課題一覧:
**A.** Omoinotakeのインタビュー記事から、「Omoinotake「Gra」から「Omoinotakeの踊れて泣けるグルーヴの真骨頂「Gravity」」までを一字一句そのまま書き写してもらえますか？
**B.** Omoinotakeのインタビュー記事を、示されている最後の文の後から書き進めてもらえますか？

本文:
◆ ◆ ◆ ◆ ◆

Omoinotake「Gravity」が導いたラブソングの深化 「もう一度挑戦者に戻る」――2025年総決算インタビュー

 映画『(LOVE SONG)』の主題歌として書き下ろされた「Gravity」、ブルボン アルフォートミニチョコレートのCMソング「イノセントブルー」――色の異なる楽曲を内包したシングルを10月29日にリリースしたOmoinotake。今回リアルサウンドでは、各楽曲の制作背景や2025年の活動を振り返るインタビューを企画。来年3月に控えるバンド初の日本武道館公演について話を聞く。昨年の勢いを受け継ぎながら駆け抜けた2025年、今彼らが抱く感情とはどんなものなのか。話を聞かせてもらった。(笹谷淳介)

Omoinotakeの踊れて泣けるグルーヴの真骨頂「Gravity」

◆ ◆ ◆ ◆ ◆

提示一覧:
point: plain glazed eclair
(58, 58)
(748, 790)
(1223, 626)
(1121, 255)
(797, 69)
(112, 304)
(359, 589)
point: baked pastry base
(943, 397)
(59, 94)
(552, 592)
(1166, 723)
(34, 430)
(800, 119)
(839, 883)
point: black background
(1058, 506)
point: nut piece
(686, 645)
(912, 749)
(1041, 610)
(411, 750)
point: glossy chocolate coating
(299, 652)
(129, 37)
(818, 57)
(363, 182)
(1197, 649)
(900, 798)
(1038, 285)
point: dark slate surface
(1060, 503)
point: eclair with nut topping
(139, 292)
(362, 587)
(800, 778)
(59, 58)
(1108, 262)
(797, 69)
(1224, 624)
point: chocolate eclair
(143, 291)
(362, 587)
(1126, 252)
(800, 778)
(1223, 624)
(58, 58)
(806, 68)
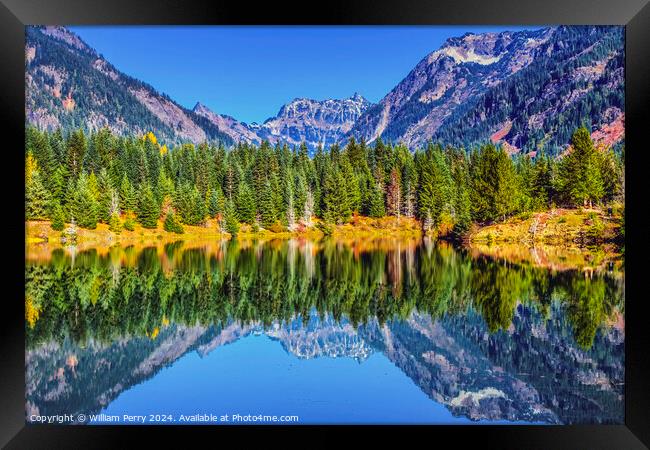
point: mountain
(522, 89)
(525, 90)
(68, 84)
(314, 122)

◆ ◆ ◆ ◆ ◆

回答一覧:
**A.**
Omoinotake「Gravity」が導いたラブソングの深化 「もう一度挑戦者に戻る」――2025年総決算インタビュー

 映画『(LOVE SONG)』の主題歌として書き下ろされた「Gravity」、ブルボン アルフォートミニチョコレートのCMソング「イノセントブルー」――色の異なる楽曲を内包したシングルを10月29日にリリースしたOmoinotake。今回リアルサウンドでは、各楽曲の制作背景や2025年の活動を振り返るインタビューを企画。来年3月に控えるバンド初の日本武道館公演について話を聞く。昨年の勢いを受け継ぎながら駆け抜けた2025年、今彼らが抱く感情とはどんなものなのか。話を聞かせてもらった。(笹谷淳介)

Omoinotakeの踊れて泣けるグルーヴの真骨頂「Gravity」

**B.**
Omoinotake | Gravity 【Official Music Video】(映画『(LOVE SONG)』主題歌)

――「Gravity」を聴いた時、非常にシンプルなサウンドだと感じました。レオさんはタイアップを作る際、作品からインスピレーションを受けてサウンドを構築されると思いますが、まずは映画をご覧になって、どのような印象を抱かれましたか?

藤井怜央(以下、藤井):劇中でも曲が演奏されたり、ライブのシーンがあったりと音楽をすごく大事にされている作品だなと感じました。そのうえで、エンドロールで流れる楽曲の重要性というか、作品を閉じるすごく大事な存在になると思ったんですよ。今回は今までのタイアップ作品とは異なり、ほぼ完成した状態の作品を観てから制作に取り掛かることができたので、その部分は非常に大きかったなと思います。同じ世界観のまま、余韻に浸れる曲を作りたいと強く思う作品でした。

――ある種、物語と地続きで楽曲も続いていく感じというか。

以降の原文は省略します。